- _What is required_
Continue the court opinion excerpt on the Section 251 tax exemption claimed by partners, starting after its last sentence.

- _Given text_
-----

We think the conclusion is fully supported by the evidence, reasoning and authorities cited by the Tax Court. Government counsel have added the following relevant and supporting citations of authority in their brief: Helvering v. Bruun, 309 U.S. 461, 60 S. Ct. 631, 84 L. Ed. 864; Commissioner of Internal Revenue v. Paley, 9 Cir., 232 F.2d 915, certiorari denied 352 U.S. 838, 77 S. Ct. 59, 1 L. Ed. 2d 56; United States v. Shapiro, 8 Cir., 178 F.2d 459; Commissioner of Internal Revenue v. Whitney, 2 Cir., 169 F.2d 562, certiorari denied 335 U.S. 892, 69 S. Ct. 246, 93 L. Ed. 429; Baltzell v. Mitchell, 1 Cir., 3 F.2d 428.
The Tax Court's observation that "if the petitioners had been doing business as individual sole proprietors in the United States, there would be no question that the Statute would be ineffective to exclude this income" recurs to mind throughout each argument that has been presented for allowing the exemption claimed here.
Section 251 does not accord its exemption to members of a partnership in any express words, but the exemption inures to partners because the Government looks to them as the ones who pay the taxes in respect to their partnerships' profits. The taxpayers here must bring themselves within the requirements of Section 251(a) (3) by proof that each was a citizen, 50 per cent of whose gross income was "derived from the active conduct of a trade or business within a possession of the United States either on his own account or as an employee or agent of another". Each did meet the requirement of "deriving income from the active conduct of a business within a possession" on the basis of a business conducted by him in partnership by treating it as a business conducted by the citizen on his own account to the extent of his proportionate interest in the business. When so treated, his share of the gross income of the business is necessarily his gross income. A citizen who conducts a business on his own account must be charged with the gross income of the business. Neither taxpayer in this case, when properly charged with his share of the gross income of the Canal Zone business, can meet the 80 per cent requirement of the Section. As stated by the Tax Court, "Congress was careful to employ the gross income concept and we are powerless to modify it by use of the net income approach".

-----

- _Given data_
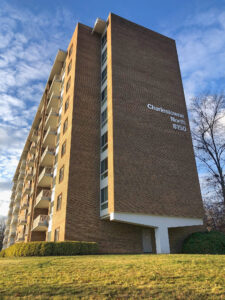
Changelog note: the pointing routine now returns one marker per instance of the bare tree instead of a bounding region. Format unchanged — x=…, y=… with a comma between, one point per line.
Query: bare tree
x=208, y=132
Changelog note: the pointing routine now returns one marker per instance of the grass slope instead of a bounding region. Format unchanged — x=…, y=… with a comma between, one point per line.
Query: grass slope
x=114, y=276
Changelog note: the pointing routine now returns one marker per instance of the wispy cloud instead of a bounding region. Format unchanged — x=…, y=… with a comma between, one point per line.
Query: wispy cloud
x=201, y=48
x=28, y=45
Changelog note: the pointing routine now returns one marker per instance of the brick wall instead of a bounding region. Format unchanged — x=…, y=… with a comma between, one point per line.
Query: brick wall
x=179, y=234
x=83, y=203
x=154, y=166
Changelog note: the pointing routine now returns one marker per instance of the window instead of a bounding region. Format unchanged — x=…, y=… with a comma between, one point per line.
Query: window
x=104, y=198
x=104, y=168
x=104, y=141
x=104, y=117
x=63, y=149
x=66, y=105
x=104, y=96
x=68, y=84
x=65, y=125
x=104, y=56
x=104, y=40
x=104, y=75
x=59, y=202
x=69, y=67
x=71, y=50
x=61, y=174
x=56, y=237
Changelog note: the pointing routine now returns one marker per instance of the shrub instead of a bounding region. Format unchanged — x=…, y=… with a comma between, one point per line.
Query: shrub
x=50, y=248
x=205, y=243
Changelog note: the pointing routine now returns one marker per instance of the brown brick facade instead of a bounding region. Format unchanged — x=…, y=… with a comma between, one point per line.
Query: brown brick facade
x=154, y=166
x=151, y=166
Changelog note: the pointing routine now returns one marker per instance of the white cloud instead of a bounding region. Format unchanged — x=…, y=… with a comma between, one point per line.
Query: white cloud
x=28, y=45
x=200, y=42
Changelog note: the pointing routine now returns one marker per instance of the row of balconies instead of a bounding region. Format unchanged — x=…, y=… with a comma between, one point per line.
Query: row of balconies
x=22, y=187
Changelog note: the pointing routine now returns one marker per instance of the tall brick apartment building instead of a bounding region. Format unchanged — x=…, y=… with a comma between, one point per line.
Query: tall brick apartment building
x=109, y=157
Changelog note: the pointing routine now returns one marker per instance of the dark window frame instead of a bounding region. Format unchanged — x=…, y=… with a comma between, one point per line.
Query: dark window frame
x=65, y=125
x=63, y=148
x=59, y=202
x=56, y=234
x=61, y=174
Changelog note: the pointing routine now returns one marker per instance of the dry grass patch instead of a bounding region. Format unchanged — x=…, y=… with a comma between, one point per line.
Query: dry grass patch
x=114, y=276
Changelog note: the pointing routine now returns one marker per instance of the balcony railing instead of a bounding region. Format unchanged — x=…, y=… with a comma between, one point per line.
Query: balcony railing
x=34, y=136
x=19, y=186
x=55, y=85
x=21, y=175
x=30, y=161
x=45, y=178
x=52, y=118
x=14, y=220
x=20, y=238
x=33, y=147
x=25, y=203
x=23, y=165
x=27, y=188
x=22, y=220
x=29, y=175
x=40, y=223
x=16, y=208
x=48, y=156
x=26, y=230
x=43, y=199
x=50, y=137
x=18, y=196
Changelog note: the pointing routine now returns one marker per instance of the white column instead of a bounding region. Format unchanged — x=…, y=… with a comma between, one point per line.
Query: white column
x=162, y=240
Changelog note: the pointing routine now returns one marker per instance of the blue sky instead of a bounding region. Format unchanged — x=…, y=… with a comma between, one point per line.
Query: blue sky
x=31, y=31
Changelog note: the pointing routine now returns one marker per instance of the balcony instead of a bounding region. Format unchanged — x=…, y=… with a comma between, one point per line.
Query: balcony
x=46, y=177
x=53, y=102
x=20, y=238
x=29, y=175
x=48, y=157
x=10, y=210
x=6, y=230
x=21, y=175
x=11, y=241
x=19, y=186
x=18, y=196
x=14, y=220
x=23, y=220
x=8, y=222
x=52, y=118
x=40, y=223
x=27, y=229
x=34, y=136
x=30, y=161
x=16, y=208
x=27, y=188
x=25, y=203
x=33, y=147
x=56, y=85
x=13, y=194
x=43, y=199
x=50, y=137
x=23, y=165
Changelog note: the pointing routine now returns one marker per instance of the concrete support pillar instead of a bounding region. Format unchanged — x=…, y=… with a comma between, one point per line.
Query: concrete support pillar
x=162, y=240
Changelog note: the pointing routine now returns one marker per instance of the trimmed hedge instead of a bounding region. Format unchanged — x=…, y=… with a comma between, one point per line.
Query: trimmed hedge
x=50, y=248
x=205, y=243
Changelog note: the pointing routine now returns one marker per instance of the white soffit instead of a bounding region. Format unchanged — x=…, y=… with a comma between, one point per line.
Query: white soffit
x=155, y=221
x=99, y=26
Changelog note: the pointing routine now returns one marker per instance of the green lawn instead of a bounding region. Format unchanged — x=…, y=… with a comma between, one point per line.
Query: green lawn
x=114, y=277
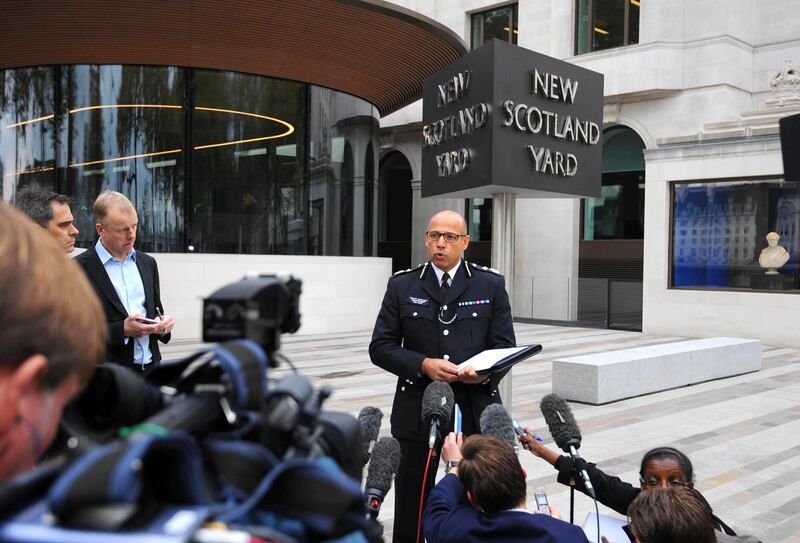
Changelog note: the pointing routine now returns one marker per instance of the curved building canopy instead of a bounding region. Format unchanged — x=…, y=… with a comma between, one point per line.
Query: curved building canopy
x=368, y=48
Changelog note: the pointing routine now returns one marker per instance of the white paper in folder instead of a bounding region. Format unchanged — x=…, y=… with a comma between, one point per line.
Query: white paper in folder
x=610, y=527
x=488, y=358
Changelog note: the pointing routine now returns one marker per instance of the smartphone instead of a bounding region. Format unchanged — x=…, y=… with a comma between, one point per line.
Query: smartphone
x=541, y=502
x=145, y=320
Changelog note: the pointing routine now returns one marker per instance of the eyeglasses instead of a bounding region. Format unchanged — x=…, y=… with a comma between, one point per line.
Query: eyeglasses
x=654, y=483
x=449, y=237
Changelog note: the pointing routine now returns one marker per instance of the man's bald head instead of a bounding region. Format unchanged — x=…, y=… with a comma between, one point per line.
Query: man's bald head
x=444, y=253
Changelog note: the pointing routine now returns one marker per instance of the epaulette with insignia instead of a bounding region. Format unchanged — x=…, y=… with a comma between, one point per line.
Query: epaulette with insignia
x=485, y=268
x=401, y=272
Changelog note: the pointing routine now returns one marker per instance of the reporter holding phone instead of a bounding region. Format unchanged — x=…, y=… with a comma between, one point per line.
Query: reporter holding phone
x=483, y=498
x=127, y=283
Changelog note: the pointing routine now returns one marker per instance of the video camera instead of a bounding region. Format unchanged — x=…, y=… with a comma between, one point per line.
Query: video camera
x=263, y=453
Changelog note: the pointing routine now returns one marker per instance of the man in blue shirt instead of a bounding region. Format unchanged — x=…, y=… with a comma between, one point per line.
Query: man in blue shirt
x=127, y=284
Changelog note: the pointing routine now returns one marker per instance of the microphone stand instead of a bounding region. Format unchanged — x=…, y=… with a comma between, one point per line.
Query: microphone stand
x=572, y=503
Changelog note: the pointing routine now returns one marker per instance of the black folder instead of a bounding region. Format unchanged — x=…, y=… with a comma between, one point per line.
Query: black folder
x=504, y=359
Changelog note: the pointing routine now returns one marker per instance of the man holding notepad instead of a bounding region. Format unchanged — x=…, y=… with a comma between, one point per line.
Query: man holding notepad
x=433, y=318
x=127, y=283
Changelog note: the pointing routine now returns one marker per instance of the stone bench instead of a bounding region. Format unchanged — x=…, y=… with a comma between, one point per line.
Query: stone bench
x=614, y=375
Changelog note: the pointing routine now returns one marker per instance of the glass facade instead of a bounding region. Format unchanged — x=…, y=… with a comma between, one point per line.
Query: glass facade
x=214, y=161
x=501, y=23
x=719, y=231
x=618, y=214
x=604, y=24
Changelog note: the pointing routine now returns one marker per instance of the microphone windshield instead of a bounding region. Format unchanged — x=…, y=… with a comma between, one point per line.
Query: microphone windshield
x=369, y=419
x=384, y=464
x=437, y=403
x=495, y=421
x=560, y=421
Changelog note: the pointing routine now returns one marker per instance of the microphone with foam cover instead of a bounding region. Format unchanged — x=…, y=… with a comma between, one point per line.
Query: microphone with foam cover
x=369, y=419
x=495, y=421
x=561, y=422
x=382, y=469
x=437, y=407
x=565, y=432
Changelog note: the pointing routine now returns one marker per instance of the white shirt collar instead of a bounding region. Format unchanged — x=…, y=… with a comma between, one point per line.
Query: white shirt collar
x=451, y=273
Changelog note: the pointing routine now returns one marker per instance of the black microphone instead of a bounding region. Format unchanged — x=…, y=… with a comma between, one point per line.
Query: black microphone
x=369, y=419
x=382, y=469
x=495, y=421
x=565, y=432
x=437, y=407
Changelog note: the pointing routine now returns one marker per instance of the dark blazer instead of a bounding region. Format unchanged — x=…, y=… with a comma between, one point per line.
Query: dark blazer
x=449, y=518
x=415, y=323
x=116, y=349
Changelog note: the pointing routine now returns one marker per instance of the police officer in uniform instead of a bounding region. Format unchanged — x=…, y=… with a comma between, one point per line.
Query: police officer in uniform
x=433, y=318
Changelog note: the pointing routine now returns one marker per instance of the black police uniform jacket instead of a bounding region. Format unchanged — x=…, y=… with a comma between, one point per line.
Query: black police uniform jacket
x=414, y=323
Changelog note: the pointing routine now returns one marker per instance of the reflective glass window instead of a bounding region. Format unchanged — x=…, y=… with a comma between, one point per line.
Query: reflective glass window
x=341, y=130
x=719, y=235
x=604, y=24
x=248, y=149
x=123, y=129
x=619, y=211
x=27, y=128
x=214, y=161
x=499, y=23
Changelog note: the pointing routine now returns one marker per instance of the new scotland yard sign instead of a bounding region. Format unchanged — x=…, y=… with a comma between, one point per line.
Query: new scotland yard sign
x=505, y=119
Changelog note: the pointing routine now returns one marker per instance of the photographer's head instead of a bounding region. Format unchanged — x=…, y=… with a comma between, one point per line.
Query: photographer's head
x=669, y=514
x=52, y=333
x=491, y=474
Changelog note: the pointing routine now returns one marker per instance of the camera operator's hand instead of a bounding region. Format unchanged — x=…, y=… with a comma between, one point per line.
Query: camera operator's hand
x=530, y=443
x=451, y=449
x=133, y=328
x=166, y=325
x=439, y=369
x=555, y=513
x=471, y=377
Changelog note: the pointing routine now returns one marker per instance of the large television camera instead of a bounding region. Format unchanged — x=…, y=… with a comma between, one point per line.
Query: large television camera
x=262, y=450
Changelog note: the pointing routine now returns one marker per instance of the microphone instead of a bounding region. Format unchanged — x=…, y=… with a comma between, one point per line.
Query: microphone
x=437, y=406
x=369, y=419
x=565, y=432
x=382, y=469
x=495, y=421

-----

- _Result for this exercise_
We have carefully considered each of petitioners' contentions but, in view of the reasoning of the Tax Court with which we are in accord, none appears to require further discussion by this Court, and the decisions of the Tax Court are approved. The cases are remanded to the Tax Court to take appropriate action relating to amendment of its decisions in respect to the amounts of tax deficiencies involved in accord with the stipulation of the parties filed herein on September 27, 1957.